Once the line containing "mountain -> one" is found in the entries below, reproduce it and every line after it, stopping at and including the line containing "evergreen tree ->"; reproduce nothing else, and keep each line exact.

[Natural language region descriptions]
────────
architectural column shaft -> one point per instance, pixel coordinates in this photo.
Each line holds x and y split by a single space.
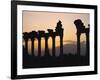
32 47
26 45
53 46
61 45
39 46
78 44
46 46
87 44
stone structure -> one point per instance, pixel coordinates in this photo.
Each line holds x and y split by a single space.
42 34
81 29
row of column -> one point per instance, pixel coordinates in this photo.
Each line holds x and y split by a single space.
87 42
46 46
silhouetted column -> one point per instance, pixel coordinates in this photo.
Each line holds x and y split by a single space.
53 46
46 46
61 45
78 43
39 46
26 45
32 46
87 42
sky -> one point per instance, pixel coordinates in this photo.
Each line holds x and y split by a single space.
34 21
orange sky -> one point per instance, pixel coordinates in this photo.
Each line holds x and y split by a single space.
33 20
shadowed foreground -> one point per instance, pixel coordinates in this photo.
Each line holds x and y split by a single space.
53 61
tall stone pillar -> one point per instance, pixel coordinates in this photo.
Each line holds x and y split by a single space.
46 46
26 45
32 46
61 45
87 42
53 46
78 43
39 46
────────
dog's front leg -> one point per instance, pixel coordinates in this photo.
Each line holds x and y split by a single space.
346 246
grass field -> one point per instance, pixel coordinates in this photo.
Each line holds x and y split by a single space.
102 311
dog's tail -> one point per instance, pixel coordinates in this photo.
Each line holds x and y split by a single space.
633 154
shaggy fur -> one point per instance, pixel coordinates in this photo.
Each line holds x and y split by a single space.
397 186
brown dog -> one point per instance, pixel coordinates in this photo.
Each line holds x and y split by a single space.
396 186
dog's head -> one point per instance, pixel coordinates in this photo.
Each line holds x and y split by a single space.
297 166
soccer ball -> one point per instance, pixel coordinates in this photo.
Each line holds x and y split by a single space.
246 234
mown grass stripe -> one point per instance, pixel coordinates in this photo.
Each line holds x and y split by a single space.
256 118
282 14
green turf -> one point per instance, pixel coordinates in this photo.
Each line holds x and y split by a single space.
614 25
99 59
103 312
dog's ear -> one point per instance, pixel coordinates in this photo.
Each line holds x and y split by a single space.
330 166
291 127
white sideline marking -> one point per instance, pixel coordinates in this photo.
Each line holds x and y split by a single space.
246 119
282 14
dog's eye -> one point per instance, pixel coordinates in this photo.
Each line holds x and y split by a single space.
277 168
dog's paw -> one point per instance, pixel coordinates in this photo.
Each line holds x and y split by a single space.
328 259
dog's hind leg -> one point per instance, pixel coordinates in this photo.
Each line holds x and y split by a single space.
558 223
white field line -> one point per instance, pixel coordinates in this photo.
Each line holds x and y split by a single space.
────────
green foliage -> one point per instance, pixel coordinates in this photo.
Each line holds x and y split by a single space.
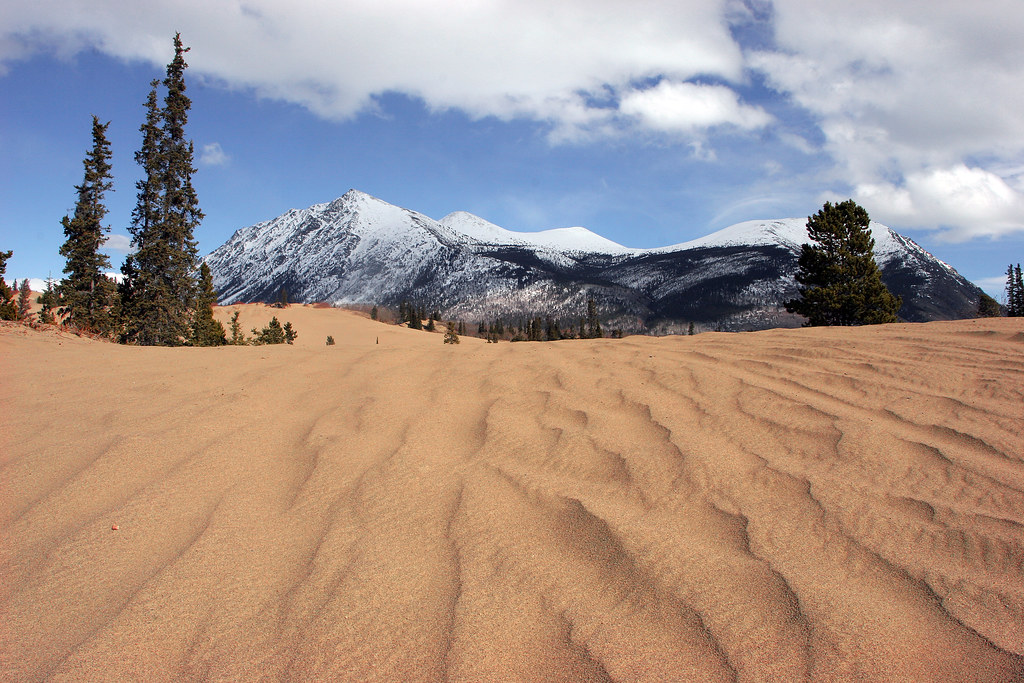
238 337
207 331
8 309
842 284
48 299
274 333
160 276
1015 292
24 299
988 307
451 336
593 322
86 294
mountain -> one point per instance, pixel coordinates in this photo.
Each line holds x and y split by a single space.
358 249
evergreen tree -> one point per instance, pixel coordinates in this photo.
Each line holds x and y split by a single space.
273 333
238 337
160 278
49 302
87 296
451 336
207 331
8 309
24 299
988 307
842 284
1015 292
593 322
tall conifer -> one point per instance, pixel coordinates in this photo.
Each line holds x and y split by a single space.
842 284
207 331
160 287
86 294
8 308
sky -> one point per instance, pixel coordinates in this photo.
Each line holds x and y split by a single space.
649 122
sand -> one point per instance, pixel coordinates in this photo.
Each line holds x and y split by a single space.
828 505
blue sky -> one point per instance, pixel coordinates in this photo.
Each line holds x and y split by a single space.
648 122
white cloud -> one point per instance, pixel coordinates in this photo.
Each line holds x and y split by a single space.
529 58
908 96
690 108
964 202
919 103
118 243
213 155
────────
### Solution to this problem:
mountain -> one point per instance, pixel coordinates in this photo.
Each line holds x and y split by a single space.
358 249
evergreen tree -> one point per instance, pixel coordinates in this photo.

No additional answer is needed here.